§ Belge Bölümü
================

Emsal Mahkeme Kararı İstanbul 18. Asliye Ticaret Mahkemesi 2020/703 E. 2021/400 K. 01.06.2021 T.

Görüntülediğiniz mahkeme kararı henüz kesinleşmemiştir. Yararlı olması amacıyla eklenmiştir.

T.C.
İSTANBUL
18. ASLİYE TİCARET MAHKEMESİ

ESAS NO : 2020/703 Esas
KARAR NO : 2021/400
DAVA : İtirazın İptali (Hizmet Sözleşmesinden Kaynaklanan)
DAVA TARİHİ : 10/12/2020
KARAR TARİHİ : 01/06/2021

Taraflar arasında görülen davanın mahkememizde yapılan açık yargılaması sonunda:
GEREĞİ DÜŞÜNÜLDÜ:
Davacı vekili dava dilekçesinde özetle; müvekkili tarafından, davalı şirketin gemilerinde oluşan teknik arızaların giderilmesi için bakım ve onarım hizmeti verildiğini, bu nedenle davalı tarafa fatura düzenlendiğini, davalı tarafın borcunu ödememesi üzerine ….İcra Müdürlüğü’nün 2020/… Esas sayılı takip dosyası ile davalı aleyhine takip başlattıklarını, davalının ödeme emrine itiraz ettiğini ve takibin durduruğunu beyan ederek itirazın iptali ile takibin devamına ve davalı aleyhine %20’den aşağı olmamak üzere icra inkar tazminatına hükmedilmesine karar verilmesini talep etmiştir.
Davalı vekili cevap dilekçesinde özetle; görevli mahkemenin Denizcilik İhtisas Mahkemesi olduğunu, müvekkili ile davacı arasında imzalanmış bir cari hesap sözleşmesi olmadığını, davacı tarafın edimlerde bulunmaksızın faturaları düzenlediğini, müvekkilinin davacıya borcu olmadığını beyan ederek, davanın reddine ve davalı aleyhine %20’den aşağı olmamak üzere kötü niyet tazminatına hükmedilmesine karar verilmesini talep etmiştir.

================

§ Girdi Kayıtları
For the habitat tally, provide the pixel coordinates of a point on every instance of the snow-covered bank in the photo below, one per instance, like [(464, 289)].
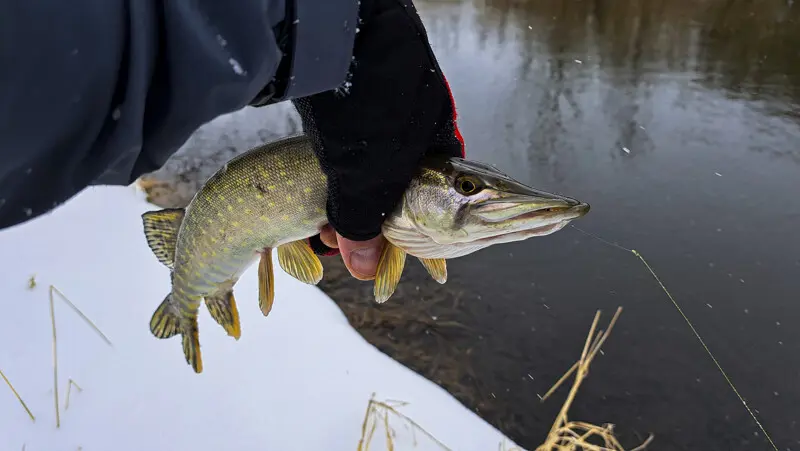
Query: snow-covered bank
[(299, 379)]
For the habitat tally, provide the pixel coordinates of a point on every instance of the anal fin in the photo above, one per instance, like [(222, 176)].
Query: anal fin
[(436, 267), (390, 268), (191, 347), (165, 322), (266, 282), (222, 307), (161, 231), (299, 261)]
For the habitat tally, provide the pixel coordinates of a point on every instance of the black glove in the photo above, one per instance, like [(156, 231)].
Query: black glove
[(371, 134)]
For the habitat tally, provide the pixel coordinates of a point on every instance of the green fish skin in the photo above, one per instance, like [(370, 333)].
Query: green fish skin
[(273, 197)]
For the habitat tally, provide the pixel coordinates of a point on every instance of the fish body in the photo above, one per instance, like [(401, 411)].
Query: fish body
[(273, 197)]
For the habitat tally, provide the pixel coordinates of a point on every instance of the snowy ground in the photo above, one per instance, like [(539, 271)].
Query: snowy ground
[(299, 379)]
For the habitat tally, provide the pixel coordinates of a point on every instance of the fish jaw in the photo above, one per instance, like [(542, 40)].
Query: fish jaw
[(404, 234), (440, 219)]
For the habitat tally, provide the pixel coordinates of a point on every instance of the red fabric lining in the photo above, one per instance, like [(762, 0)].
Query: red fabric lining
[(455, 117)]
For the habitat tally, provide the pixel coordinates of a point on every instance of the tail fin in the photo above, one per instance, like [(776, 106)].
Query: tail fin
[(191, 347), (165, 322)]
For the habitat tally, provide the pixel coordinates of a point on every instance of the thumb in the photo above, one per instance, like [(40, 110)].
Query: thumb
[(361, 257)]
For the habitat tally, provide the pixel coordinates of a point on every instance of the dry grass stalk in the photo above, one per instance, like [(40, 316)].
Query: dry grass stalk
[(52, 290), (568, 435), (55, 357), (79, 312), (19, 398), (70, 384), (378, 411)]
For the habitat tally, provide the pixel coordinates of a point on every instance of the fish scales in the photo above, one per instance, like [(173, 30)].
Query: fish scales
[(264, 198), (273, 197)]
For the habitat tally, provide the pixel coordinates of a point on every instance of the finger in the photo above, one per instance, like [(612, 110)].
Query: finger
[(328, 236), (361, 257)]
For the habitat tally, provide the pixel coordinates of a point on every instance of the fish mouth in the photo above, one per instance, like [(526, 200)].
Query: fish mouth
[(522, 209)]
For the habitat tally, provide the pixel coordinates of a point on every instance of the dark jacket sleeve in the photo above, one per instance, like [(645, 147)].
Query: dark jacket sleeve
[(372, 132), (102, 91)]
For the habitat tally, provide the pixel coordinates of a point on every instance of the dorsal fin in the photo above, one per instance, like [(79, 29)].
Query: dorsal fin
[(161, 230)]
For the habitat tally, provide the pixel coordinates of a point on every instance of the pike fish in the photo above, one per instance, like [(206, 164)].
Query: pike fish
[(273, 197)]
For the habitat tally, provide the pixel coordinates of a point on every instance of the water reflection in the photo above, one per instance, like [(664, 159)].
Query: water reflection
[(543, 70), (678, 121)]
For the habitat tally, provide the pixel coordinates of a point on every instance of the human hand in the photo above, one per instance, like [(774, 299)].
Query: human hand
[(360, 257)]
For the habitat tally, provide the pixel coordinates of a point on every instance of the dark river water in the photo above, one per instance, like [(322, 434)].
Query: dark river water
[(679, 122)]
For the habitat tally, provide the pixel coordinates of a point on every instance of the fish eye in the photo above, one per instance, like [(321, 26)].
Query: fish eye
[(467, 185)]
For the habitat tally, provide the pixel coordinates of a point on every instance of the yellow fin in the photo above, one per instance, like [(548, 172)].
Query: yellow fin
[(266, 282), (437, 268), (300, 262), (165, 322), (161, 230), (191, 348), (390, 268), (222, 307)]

================

§ Yapılacak Görevler
(1) Mahkeme kararına göre davalı vekili görevli mahkemenin hangisi olduğunu ileri sürmüştür?
(2) Kayıtlarda "like [(40, 110)]." ifadesini içeren satırla açılıp "[(361, 257)]" ifadesini içeren satırla kapanan bölümü, iki uç satır da dahil olmak üzere, "girdi" ve "yanit" sütunlarından oluşan iki sütunlu bir CSV'ye dönüştürün. Yalnızca bu bölümdeki her kayıt için bir satır yazın; kaydın metnini ve yanıtını satır sonlarını boşluğa çevirerek ayrı ayrı tırnak içindeki birer alana koyun.
Bu kayıtların mahkeme kararıyla hiçbir ilgisi yoktur.

§ Görev Sonuçları
(1) Denizcilik İhtisas Mahkemesi.

(2)
girdi,yanit
"For the habitat tally, provide the pixel coordinates of a point on every instance of the thumb in the photo above, one per instance, like [(40, 110)]. Query: thumb","[(361, 257)]"